**SELECTED PASSAGE**
##########

Archive for the ‘Painting’ Category
Arty child’s play with kitchen stuff!

You don’t need to spend any money to make art, sometimes you could just reach for the spice rack and rummage around the kitchen in search of inspiration. Maybe you could even eat it too! You can use out of date spices that have been sitting in the cupboard for 10 years! Food colouring for that green St Patrick’s Day Leprechaun’s hat cake you made a long time ago!
Last night, while one of our children slept, refusing to wake up from a nap, I started to cut up pizza boxes for our wide awake daughter to paint on. Usually the thing that puts me off painting with our children or letting them paint on their own is the amazing mess they make! It is such an ordeal, changing clothes first, constantly cleaning paint off them and everything else around them. I am a bit silly I suppose letting them paint with my oil paints! So I reached for the turmeric, paprika and soy sauce, three wizened potatoes a couple of reused plastic containers and the biscuit and grey squares from the recycled pizza boxes, I find this better than paper for children to paint on as it is tough and does not get all scrupled up. I cut out some shaped to make potato prints with my well loved Swiss army knife. I forgot that when you print it comes out in reverse, be warned!

##########

**INFORMATION GIVEN**
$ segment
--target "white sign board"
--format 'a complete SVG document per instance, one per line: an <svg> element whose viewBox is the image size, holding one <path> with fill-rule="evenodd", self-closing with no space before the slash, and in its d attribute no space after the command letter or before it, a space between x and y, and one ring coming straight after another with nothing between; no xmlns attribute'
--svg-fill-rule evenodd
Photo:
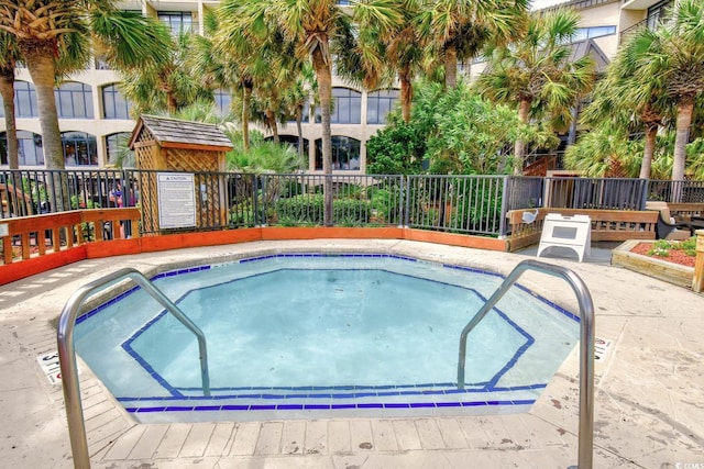
<svg viewBox="0 0 704 469"><path fill-rule="evenodd" d="M36 357L36 361L42 367L42 371L52 384L62 382L62 368L58 361L58 351L47 351ZM76 365L76 372L80 375L80 367Z"/></svg>
<svg viewBox="0 0 704 469"><path fill-rule="evenodd" d="M196 186L194 175L160 172L158 191L160 228L196 226Z"/></svg>
<svg viewBox="0 0 704 469"><path fill-rule="evenodd" d="M581 263L584 254L590 255L591 245L592 219L587 215L562 216L550 213L542 224L537 257L551 247L563 247L574 250Z"/></svg>

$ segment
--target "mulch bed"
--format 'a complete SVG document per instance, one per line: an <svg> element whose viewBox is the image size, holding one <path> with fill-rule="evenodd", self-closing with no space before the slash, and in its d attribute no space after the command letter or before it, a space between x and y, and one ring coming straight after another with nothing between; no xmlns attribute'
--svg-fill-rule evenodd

##########

**SHORT EXERCISE A**
In the kitchen-art post, list each thing the writer says they reached for last night.
**SHORT EXERCISE B**
Repeat word for word everything in the kitchen-art post from "You don’t need" down to "long time ago!".
The records have no connection to the kitchen-art post.

**CORRECT ANSWER A**
- turmeric
- paprika
- soy sauce
- three wizened potatoes
- a couple of reused plastic containers
- the biscuit and grey squares from the recycled pizza boxes

**CORRECT ANSWER B**
You don’t need to spend any money to make art, sometimes you could just reach for the spice rack and rummage around the kitchen in search of inspiration. Maybe you could even eat it too! You can use out of date spices that have been sitting in the cupboard for 10 years! Food colouring for that green St Patrick’s Day Leprechaun’s hat cake you made a long time ago!